## Provided text
In this guest post, Anshu Arora (pictured below), marketing and student acquisition director at RMIT Online, talks augmented performance – your new need-to-know marketing buzzword…
Most marketers use many tech tools on a regular workday and are constantly learning about new apps to enhance their daily performance, be it through more efficient email handling and report writing to quicker data analysis. But the path to better performance is not straightforward.
There are hundreds of options and combinations of solutions that can deliver the most efficient outcome, and it’s not easy to know which is the best for you. However, this lack of guidance doesn’t stop the driven professional from adopting technology to improve their routine and increase productivity. These new tech-marketers are raising the productivity bar and transforming how employers see these new habits from a differential to an essential skill.
Before you panic or start talking about app fatigue (the average organisation now uses up to 88 apps simultaneously), it’s important to say that the most successful tech-marketers are not the ones who use more applications. Simplicity and integration are two critical aspects of using tools successfully. If you save time on specific tasks because of new technology but spend more time than before tracking what you did or communicating to others, you may actually increase inefficiency.

## Material shown
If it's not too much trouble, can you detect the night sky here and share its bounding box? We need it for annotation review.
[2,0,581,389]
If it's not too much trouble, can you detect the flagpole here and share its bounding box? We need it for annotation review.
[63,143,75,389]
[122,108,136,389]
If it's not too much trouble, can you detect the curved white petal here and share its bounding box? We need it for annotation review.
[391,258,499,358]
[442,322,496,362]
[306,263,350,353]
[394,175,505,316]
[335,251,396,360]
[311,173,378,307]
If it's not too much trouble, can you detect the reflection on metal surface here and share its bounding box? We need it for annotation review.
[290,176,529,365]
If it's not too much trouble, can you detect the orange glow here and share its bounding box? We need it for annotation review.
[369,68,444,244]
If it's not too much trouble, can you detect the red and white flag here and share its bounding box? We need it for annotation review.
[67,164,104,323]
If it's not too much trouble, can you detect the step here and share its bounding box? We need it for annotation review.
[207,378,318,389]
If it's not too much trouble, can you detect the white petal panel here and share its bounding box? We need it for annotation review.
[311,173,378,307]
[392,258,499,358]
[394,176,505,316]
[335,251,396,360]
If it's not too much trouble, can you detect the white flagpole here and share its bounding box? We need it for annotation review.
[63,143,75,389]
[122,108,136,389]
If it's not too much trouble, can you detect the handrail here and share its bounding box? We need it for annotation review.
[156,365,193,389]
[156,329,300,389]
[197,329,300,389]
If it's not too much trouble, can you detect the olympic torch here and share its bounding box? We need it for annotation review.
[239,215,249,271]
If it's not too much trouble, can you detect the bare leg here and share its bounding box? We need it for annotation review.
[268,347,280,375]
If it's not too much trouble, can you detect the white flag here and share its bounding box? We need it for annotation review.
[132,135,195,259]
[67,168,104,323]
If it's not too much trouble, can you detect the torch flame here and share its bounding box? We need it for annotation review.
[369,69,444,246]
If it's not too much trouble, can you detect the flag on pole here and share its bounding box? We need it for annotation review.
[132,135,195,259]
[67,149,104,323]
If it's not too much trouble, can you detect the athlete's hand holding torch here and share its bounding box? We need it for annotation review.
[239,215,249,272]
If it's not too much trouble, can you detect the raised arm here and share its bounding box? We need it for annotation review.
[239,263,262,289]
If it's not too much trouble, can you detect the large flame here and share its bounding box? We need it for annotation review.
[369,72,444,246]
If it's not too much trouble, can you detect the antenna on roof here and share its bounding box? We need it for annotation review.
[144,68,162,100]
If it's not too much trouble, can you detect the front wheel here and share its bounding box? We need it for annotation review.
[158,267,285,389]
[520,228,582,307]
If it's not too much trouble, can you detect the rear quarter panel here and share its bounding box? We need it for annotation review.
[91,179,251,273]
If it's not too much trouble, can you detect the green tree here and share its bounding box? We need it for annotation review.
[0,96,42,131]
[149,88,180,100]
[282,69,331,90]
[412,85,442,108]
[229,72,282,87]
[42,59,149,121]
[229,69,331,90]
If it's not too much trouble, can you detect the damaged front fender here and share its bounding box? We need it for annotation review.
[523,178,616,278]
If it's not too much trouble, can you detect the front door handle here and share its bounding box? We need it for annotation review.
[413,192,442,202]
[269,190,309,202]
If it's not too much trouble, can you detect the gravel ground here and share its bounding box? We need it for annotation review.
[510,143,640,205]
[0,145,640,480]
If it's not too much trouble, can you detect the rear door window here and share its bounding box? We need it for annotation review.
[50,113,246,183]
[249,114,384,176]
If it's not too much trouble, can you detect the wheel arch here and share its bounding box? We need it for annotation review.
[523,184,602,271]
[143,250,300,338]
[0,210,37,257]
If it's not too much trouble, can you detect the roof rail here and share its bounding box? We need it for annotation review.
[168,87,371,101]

## Complete the following
1. List every everyday work task that the guest post on augmented performance names as one that new apps can make more efficient or quicker.
2. Continue the guest post on augmented performance from its last sentence.

## Expected responses
1.
- Email handling
- Report writing
- Data analysis

2.
One way to avoid this productivity trap is to follow the concepts of simplicity and integration. Usually, less is more in this context. Think about the platform that organises your work – in many cases, it will be a project management platform or a communication tool – and stick to it. Most tools will have several options to integrate with other apps and platforms you use. Integrating different applications is not always easy, but it’s usually worth your time (you will save it in spades later). One way to understand if you have chosen the right tools to work is how much integration they allow and how easy it is to do it.
Another important aspect of actual efficiency is automation. As project management company Asana puts it, we tend to underestimate how much time we spend doing tasks that are not about our work itself but are “work about work”. These are tasks such as excessive reporting, sending too many emails, or having unnecessary meetings. A study from the management platform estimates that most office workers spend up to 60% of their time on “work about work”. In some cases, too many applications are to blame.
Another fundamental concept a marketer should use is “following the data”. We tend to be good at measuring the results of our campaigns or tracking our teams, but we rarely pay attention to our productivity and time. We can be amazed when we contrast the use of our hours with the results. Most of the apps you already use can help you track your time precisely and measure against concrete KPIs.
Understanding how we work and use technology is even more critical as we get used to working in hybrid and asynchronous environments. The lack of one-to-one contact, informal learning, and collaboration in the physical office will continue to demand efficiency improvements and better project and time management skills.
If this sounds reasonable but too difficult to implement, my final suggestion is to focus on the most significant areas of your work: planning, managing activities and executing work. Collecting and interpreting data is an essential part of planning and coordinating actions, as is communicating. The best tools, like CRM or project management tools, will make it easier to analyse your work and transfer information.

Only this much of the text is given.